## Task list
**a.** Answer these questions from the forum answer, giving each answer on its own line marked (i), (ii) or (iii):
(i) Is the computed column in the example required to be persisted?
(ii) In the query's WHERE clause, what number is the DATEDIFF result compared against?
(iii) What does the writer suggest if some connections use the wrong set options?
**b.** For each statement about the forum answer, say yes or no and quote the words that decide it:
(i) The computed column in the example is persisted.
(ii) The nonclustered index includes DateCol1 and DateCol2.
(iii) The writer knows a reasonable way to get the desired result within the constraints of the question.
**c.** Return the part of the forum answer that starts at the words "If you have" and ends after "in [his answer][2].", copied without change.

## Passage provided
- - -

I know this is not the answer you want, but an **indexed computed column** is usually the right solution for this type of problem.

It:

* makes the predicate an indexable expression
* allows automatic statistics to be created for better cardinality estimation
* does not *need* to take any space in the base table

To be clear on that last point, the computed column is **not required to be persisted** in this case:

    -- Note: not PERSISTED, metadata change only
    ALTER TABLE #sargme
    ADD DayDiff AS DATEDIFF(DAY, DateCol1, DateCol2);
    
    -- Index the expression
    CREATE NONCLUSTERED INDEX index_name
    ON #sargme (DayDiff)
    INCLUDE (DateCol1, DateCol2);

Now the query:

    SELECT
        S.ID,
        S.DateCol1,
        S.DateCol2,
        DATEDIFF(DAY, S.DateCol1, S.DateCol2)
    FROM
        #sargme AS S
    WHERE
        DATEDIFF(DAY, S.DateCol1, S.DateCol2) >= 48;

...gives the following *trivial* plan:

[![Execution plan][1]][1]

If you have connections using the wrong set options, you could create a regular column and maintain the computed value using triggers.

All this only really matters (code challenge aside) if there's a real problem to solve, of course, as Aaron says in [his answer][2].

This is fun to think about, but I don't know any way to achieve what you want reasonably given the constraints in the question. It seems like any optimal solution would require a new data structure of some type; the closest we have being the 'function index' approximation provided by an index on a non-persisted computed column as above.

- - -

## Data shown
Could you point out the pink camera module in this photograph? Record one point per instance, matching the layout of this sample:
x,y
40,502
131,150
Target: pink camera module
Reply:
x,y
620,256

- - -

## Responses to the exercise
**a.**
(i) No. Adding it is a metadata change only.
(ii) 48. The condition is that the result is greater than or equal to 48.
(iii) Create a regular column and maintain the computed value using triggers.

**b.**
(i) No: "not PERSISTED, metadata change only"
(ii) Yes: "INCLUDE (DateCol1, DateCol2);"
(iii) No: "I don't know any way to achieve what you want reasonably given the constraints in the question"

**c.**
If you have connections using the wrong set options, you could create a regular column and maintain the computed value using triggers.

All this only really matters (code challenge aside) if there's a real problem to solve, of course, as Aaron says in [his answer][2].